**WHAT YOU NEED TO DO**
Reproduce every line below exactly as written; do not include the images.

**STORED DATA**
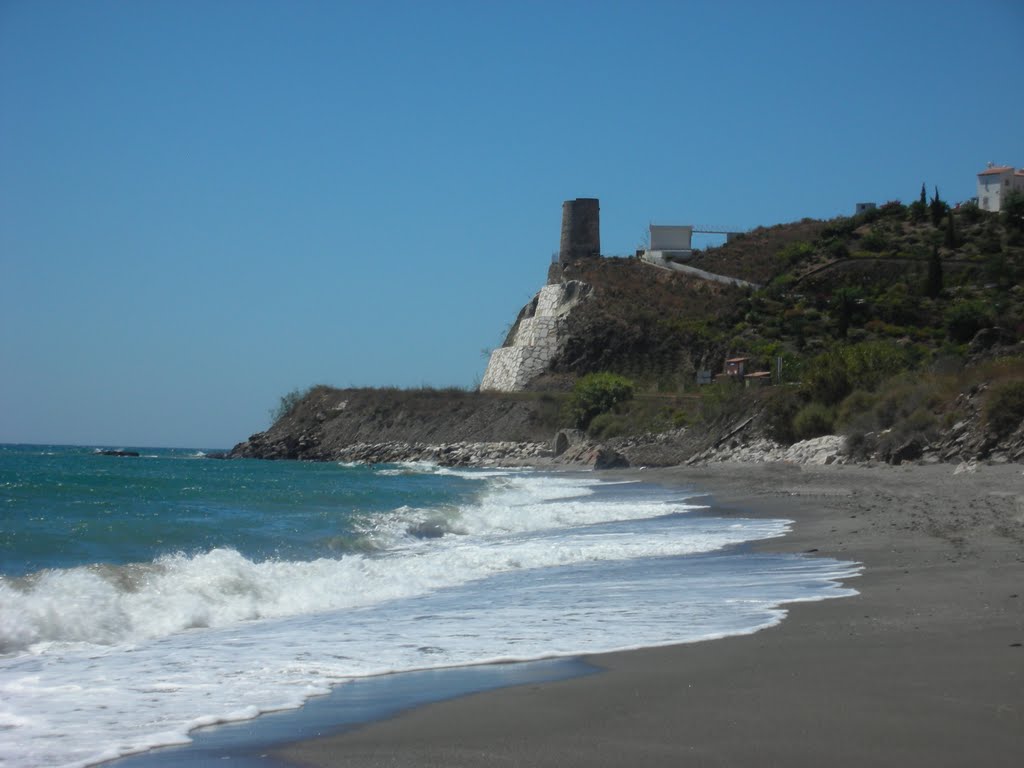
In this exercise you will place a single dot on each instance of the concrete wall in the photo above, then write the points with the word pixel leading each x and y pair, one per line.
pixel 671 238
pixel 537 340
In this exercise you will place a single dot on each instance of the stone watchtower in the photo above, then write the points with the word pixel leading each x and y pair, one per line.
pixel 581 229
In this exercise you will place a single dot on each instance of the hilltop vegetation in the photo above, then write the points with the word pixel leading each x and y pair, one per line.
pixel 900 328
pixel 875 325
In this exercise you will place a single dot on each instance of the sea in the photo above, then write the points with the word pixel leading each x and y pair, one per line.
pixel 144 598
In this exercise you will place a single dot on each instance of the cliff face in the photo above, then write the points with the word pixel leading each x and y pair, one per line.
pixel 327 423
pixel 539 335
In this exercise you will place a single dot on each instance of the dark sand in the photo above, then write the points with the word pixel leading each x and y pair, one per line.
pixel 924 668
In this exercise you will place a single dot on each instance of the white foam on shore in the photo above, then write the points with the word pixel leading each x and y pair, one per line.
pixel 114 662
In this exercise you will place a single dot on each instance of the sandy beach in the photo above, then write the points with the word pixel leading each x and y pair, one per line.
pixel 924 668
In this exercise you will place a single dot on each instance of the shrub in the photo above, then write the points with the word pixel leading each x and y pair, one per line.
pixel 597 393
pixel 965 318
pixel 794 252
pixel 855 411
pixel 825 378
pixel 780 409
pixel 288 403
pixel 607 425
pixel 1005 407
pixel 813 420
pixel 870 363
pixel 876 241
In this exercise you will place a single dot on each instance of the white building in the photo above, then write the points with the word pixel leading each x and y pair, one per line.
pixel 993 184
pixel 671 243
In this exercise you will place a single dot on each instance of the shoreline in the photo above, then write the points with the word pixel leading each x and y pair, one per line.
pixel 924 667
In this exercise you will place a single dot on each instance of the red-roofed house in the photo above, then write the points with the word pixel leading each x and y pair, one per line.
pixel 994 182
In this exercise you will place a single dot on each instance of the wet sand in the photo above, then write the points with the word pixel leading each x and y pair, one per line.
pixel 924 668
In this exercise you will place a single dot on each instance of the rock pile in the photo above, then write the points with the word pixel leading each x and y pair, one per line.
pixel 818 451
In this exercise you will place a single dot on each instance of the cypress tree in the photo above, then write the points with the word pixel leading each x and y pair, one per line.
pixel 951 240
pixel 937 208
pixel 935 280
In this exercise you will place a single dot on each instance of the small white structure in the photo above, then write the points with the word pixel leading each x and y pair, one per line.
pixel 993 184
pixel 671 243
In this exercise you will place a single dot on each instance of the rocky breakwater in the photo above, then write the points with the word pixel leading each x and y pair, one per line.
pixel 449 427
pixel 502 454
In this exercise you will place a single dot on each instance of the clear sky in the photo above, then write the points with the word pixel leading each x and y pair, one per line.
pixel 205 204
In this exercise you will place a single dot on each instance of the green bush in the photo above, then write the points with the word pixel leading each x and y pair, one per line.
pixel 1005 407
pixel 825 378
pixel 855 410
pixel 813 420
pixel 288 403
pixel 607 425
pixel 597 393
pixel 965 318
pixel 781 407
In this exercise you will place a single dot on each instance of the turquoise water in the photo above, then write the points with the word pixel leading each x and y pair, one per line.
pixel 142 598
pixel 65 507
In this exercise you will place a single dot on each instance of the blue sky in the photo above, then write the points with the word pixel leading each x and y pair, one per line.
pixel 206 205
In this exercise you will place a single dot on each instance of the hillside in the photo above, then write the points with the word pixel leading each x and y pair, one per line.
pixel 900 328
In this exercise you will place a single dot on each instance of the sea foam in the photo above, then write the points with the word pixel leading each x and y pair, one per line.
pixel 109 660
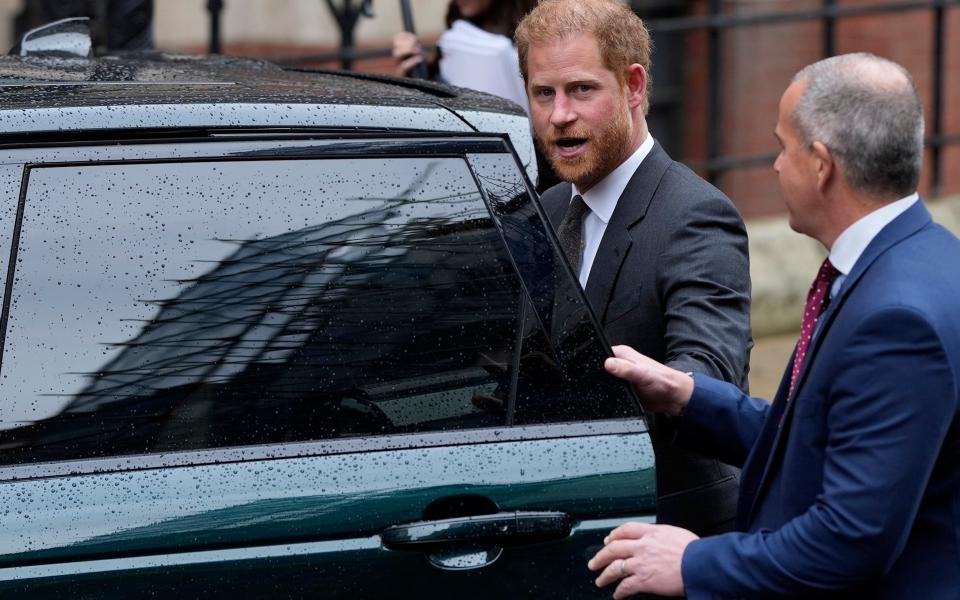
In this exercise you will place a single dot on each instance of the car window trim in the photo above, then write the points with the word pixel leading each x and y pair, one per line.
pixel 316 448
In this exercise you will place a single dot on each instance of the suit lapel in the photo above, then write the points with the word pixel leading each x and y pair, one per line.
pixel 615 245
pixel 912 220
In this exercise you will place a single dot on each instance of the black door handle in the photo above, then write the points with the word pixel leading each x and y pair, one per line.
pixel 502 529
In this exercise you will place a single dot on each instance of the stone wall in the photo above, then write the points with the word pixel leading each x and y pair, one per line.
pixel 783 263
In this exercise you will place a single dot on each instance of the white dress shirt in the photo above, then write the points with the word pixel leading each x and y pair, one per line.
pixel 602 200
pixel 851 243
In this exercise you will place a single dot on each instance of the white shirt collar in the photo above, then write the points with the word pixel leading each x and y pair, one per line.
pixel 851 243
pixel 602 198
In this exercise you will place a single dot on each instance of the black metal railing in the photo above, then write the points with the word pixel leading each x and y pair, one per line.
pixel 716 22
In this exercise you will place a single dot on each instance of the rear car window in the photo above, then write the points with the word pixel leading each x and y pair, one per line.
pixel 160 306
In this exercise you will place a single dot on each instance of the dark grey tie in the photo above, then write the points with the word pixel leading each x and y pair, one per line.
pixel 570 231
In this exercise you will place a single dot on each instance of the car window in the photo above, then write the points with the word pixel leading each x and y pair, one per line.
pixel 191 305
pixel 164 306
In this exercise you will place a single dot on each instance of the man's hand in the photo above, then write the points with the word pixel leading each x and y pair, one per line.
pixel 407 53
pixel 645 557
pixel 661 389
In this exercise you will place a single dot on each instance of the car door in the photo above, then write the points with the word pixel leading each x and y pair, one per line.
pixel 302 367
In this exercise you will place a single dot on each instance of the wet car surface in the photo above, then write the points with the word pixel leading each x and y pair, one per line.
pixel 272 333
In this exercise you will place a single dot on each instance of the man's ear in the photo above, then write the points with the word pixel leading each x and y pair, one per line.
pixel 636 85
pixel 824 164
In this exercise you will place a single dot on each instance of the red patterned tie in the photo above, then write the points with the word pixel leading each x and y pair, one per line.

**ANSWER BOX**
In this exercise you will place a single dot on each instance of the concrete wall in the photo above, then write the points with the word pixel leading each x and y pair, one per line.
pixel 671 238
pixel 537 340
In this exercise you will place a single dot on each instance of the stone watchtower in the photo above, then write the points with the word pixel leading each x and y pair, one per line.
pixel 581 229
In this exercise you will place a single dot on each instance of the hilltop vegetation in the photo above, then write the points with the word pixel leading each x and y pair, one per line.
pixel 900 328
pixel 875 325
In this exercise you will place a single dot on each instance of the sea in the photo above, then write the points with the word pixel leading each x and y pair, one per line.
pixel 144 598
In this exercise you will place a single dot on each instance of the cliff face in the photo above, then write the points with the word pixel leading each x and y pair, one per line.
pixel 327 423
pixel 539 335
In this exercise you will place a single dot on each instance of the dark sand in the photo above, then write the points with the word pixel leading each x and y pair, one per line.
pixel 924 668
In this exercise you will place a single dot on each instance of the white foam on shore in the photo above, then write the points with the word pixel leading each x and y pair, one per line.
pixel 114 662
In this exercise you will place a single dot on each instance of the sandy beach in the photo above, then write the points with the word pixel leading each x and y pair, one per line.
pixel 924 668
In this exercise you will place a single dot on each instance of the shrub in the photo above, then write the points with the word pixel leading each x and y pair, one per line.
pixel 597 393
pixel 965 318
pixel 794 252
pixel 855 411
pixel 825 378
pixel 780 409
pixel 288 403
pixel 607 425
pixel 1005 407
pixel 813 420
pixel 870 363
pixel 876 241
In this exercise you will place a single dot on each instance of the white building in the photo above, then write the points with the word pixel leading each x and y pair, one per line.
pixel 993 184
pixel 671 243
In this exercise you will place a single dot on each instance of the shoreline in the photo above, then write the points with the word pixel leading each x and y pair, one per line.
pixel 924 667
In this exercise you will place a single dot on each instance of the red-roofed house in the photo above, then write the points with the word pixel leading each x and y pair, one per line.
pixel 994 182
In this exercise you will place a single dot on each instance of the wet sand in the photo above, then write the points with the word pixel leading each x and y pair, one per line.
pixel 924 668
In this exercise you will place a single dot on each instance of the rock pile in the photo above, then write the points with the word pixel leading each x and y pair, one per line.
pixel 818 451
In this exercise you will place a single dot on each instance of the cypress tree in the photo above, then write the points with the word pixel leading each x and y pair, one per line.
pixel 951 240
pixel 937 208
pixel 935 280
In this exercise you will place a single dot on each instance of the small white structure in the photo above, then write the points with the word pixel leading each x and y pair, one per line.
pixel 993 184
pixel 671 243
In this exercise you will place a single dot on each instance of the rocky breakwater in the photo above, then write the points with the word pixel leading each x and y pair, one per line.
pixel 449 427
pixel 502 454
In this exercise you will place a single dot on each instance of the clear sky in the photo above, then write the points with the word pixel leading each x and y pair, one per line.
pixel 205 204
In this exercise you will place a single dot on each instance of the green bush in the photo above, then write the points with the word pixel leading each x and y pair, one per line.
pixel 1005 407
pixel 825 378
pixel 855 410
pixel 813 420
pixel 288 403
pixel 607 425
pixel 597 393
pixel 965 318
pixel 781 407
In this exercise you will place a single dot on each instance of the turquoise water in the photo above, then write the points with the word pixel leading each x and y pair, one per line.
pixel 142 598
pixel 65 507
In this exercise you will place a single dot on each instance of the blue sky in the photo above, then write the points with the word pixel leading each x and y pair, one per line.
pixel 206 205
In this exercise you will place a single dot on each instance of the hillside in the photo above, then write the points with the word pixel leading each x and y pair, one per line.
pixel 900 328
In this exercise you will place a single dot on each instance of the sea foam in the photo above, then write the points with the word pixel leading each x and y pair, one per line.
pixel 109 660
In this exercise you will place a single dot on each instance of the car window trim in the photo above, then write the points with the word pixel leading each x and y pair, one per line.
pixel 316 448
In this exercise you will place a single dot on each instance of the suit lapel in the photo above, then write the points with the word pixel leading each x and y pair, one per line.
pixel 615 245
pixel 912 220
In this exercise you will place a single dot on each instance of the black door handle in the photo above, then write the points with the word pixel leading each x and y pair, one per line.
pixel 502 529
In this exercise you will place a single dot on each instance of the stone wall in the photo above, then write the points with the word pixel leading each x and y pair, one per line.
pixel 783 263
In this exercise you will place a single dot on each instance of the white dress shirt in the photo above, then write the points with the word pixel leading each x and y pair, one per line.
pixel 602 200
pixel 851 243
In this exercise you will place a single dot on each instance of the white shirt collar in the photo above, then write the points with the word pixel leading each x and y pair, one per line.
pixel 851 243
pixel 602 198
In this exercise you will place a single dot on each instance of the black metal railing in the photo above, then write the points with the word pixel leading each x and y pair, one per line.
pixel 716 22
In this exercise you will place a single dot on each instance of the rear car window in the photo above, then write the points with the word pixel leading each x and y pair, one per line.
pixel 160 306
In this exercise you will place a single dot on each instance of the dark grey tie in the photo above, then write the points with the word pixel leading each x and y pair, one per line.
pixel 570 231
In this exercise you will place a single dot on each instance of the car window in the photo above, then write the points with the word pixel leading each x and y pair, one per line.
pixel 191 305
pixel 164 306
In this exercise you will place a single dot on each instance of the man's hand in the photo above, then write the points with the word pixel leading each x and y pair, one per line.
pixel 407 53
pixel 645 557
pixel 661 389
In this exercise you will place a single dot on each instance of the car door in the photo above, then write the points with the word pixel leading each x and y pair, one per line.
pixel 302 367
In this exercise you will place a single dot on each instance of the wet car surface in the photo above, then write the points with the word pixel leading each x and y pair, one per line.
pixel 272 333
In this exercise you will place a single dot on each instance of the man's ear in the photo above, then write the points with the word pixel leading each x and y pair, one per line.
pixel 636 85
pixel 824 164
In this exercise you will place a single dot on each instance of the red patterned tie in the photo above, then write the points with the word pixel leading each x and y pair, one per line.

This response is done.